(REQUIREMENT) Find every line in the records below that contains the word "lace" and copy each of those lines. Case counts.

═════ ENTRIES SUPPLIED

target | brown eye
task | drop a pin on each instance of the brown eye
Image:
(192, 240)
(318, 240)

══════════
═════ ENTRIES SUPPLIED

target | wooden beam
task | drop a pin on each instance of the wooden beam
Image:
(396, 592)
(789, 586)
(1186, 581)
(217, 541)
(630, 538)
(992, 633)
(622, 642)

══════════
═════ ENTRIES SUPPLIED

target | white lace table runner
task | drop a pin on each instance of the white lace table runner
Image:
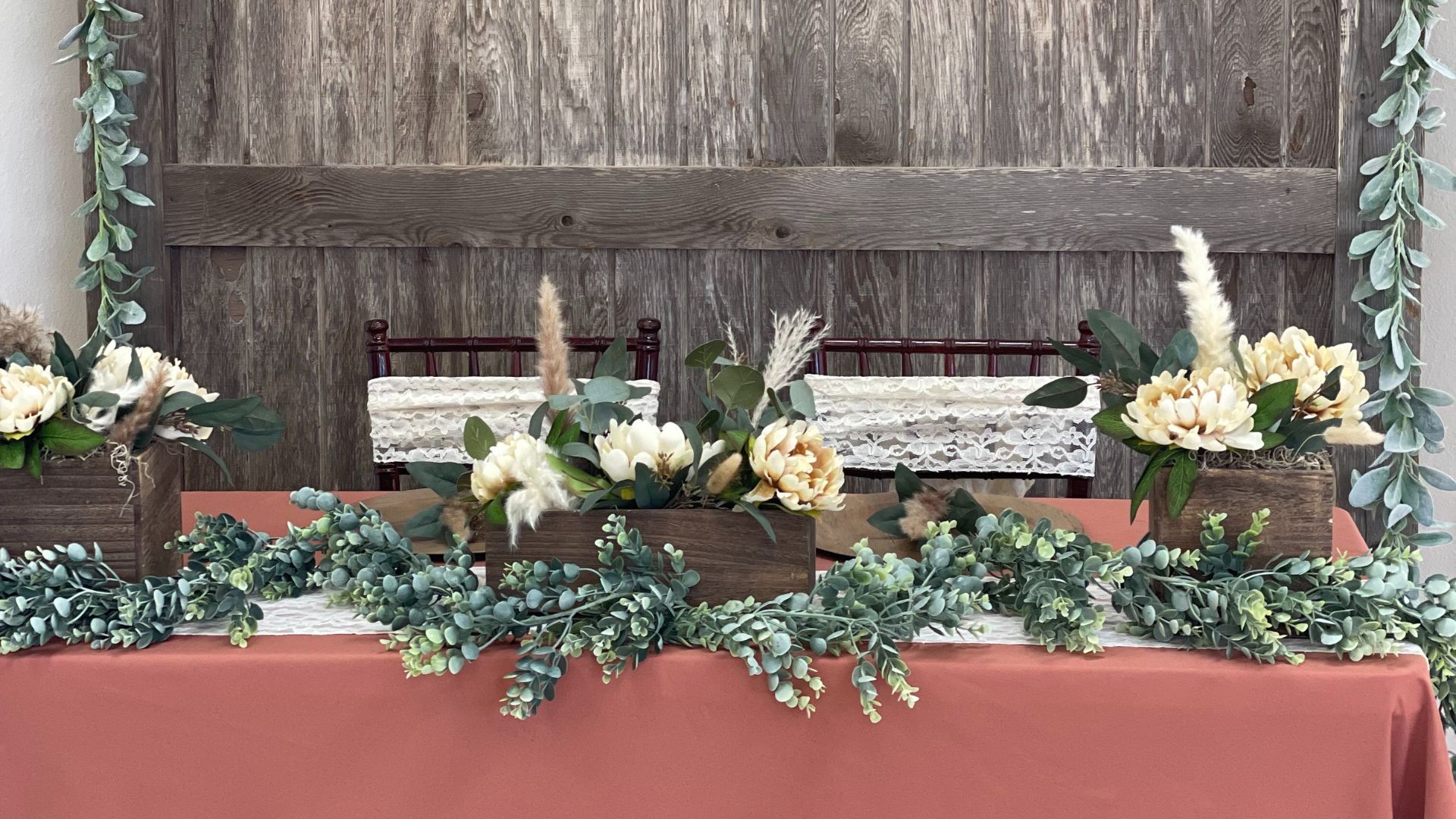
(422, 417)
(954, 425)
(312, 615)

══════════

(TASK RESULT)
target | white lace table runner
task | drop a pin on each instance of the white lace table runner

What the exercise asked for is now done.